# WRITTEN PROBLEM
Rewrite all of the material below, replacing "query" with "prompt" and keeping everything else unchanged.

Dataset entries
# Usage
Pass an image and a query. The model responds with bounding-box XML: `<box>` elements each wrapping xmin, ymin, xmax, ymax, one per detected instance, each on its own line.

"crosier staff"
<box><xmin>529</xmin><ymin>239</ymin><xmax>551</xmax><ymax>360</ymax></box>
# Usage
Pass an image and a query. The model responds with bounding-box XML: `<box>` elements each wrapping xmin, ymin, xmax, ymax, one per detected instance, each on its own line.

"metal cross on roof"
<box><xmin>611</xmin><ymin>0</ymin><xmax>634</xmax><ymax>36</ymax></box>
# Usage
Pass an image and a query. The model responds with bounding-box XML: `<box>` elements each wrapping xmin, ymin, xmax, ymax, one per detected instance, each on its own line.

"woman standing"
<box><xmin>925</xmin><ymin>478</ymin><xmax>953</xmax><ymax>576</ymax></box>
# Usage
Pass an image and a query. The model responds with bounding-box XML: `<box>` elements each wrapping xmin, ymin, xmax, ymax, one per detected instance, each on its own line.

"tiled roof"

# EXERCISE RESPONSE
# Usage
Pass an image and a prompt. The model responds with bounding-box XML: `<box>` elements each wrapping xmin, ymin, xmax, ymax, one per detected instance, each on its own line.

"crosier staff"
<box><xmin>529</xmin><ymin>239</ymin><xmax>551</xmax><ymax>360</ymax></box>
# Usage
Pass an image and a prompt. The model responds with bounding-box XML: `<box>` elements each wrapping xmin, ymin, xmax, ymax, one per detected instance, each on its own line.

"metal cross on roof"
<box><xmin>611</xmin><ymin>0</ymin><xmax>634</xmax><ymax>36</ymax></box>
# Usage
Pass an image and a prompt. The model responds with bounding-box XML: `<box>` elements each wrapping xmin, ymin, xmax, ymax, one per detected instance, each on its own line.

"woman standing"
<box><xmin>925</xmin><ymin>478</ymin><xmax>953</xmax><ymax>576</ymax></box>
# Usage
Pass an image and a prompt. The model responds with bounding-box XML: `<box>` elements each wrapping xmin, ymin, xmax, ymax, one per detected instance, each on its own line.

"tiled roof"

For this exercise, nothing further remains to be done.